━━━━━ MATERIAL SUPPLIED
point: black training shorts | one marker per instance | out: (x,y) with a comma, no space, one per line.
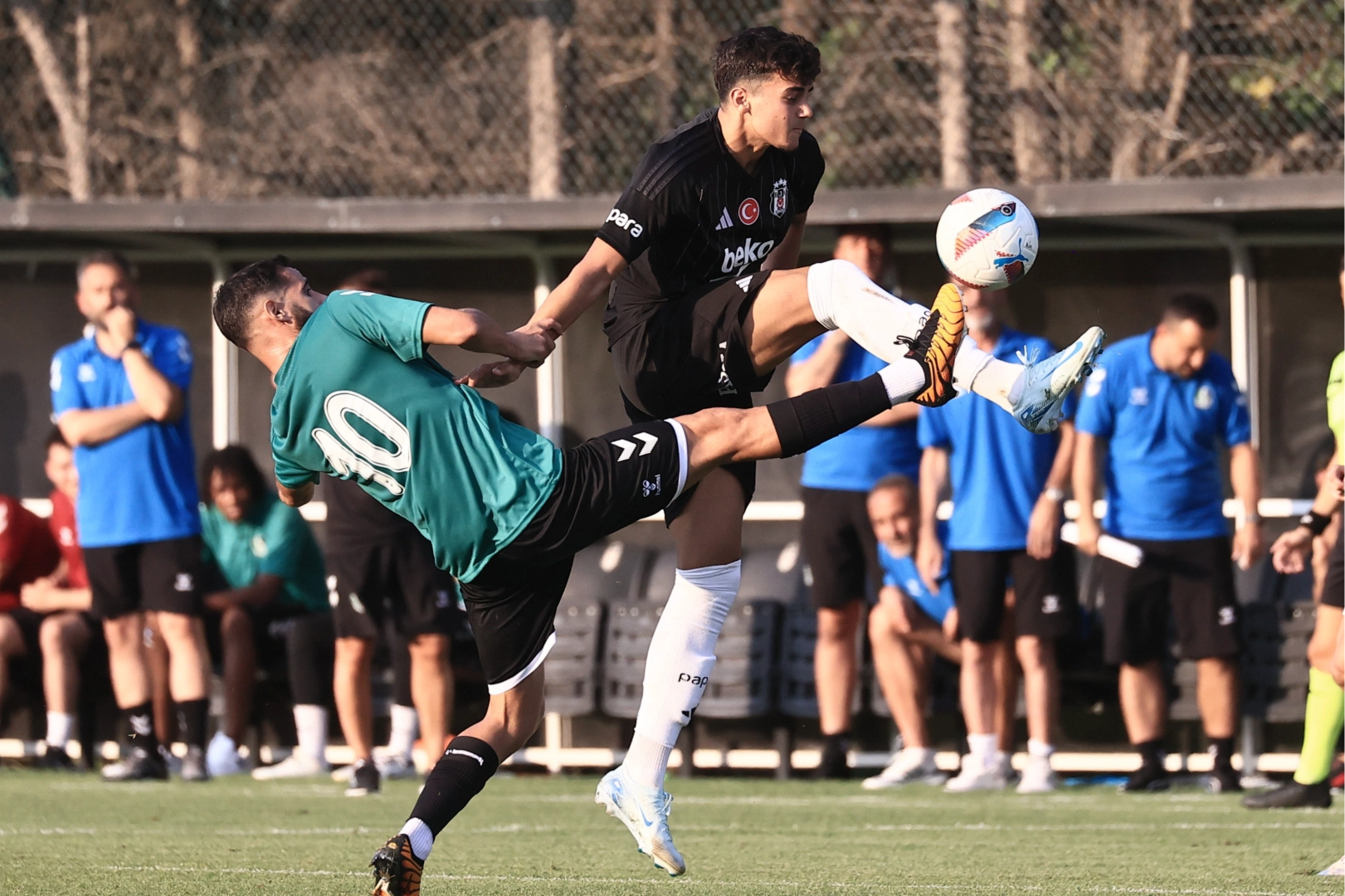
(151,576)
(1192,582)
(606,485)
(372,582)
(840,547)
(1044,593)
(689,357)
━━━━━━━━━━
- [SHORT EXERCISE] Collect each of the lines above that contains the word "comma", and copy them in full.

- [EXPECTED OUTPUT]
point: black training shorts | one marker per instance | out: (x,y) with a comma, no space, one per line.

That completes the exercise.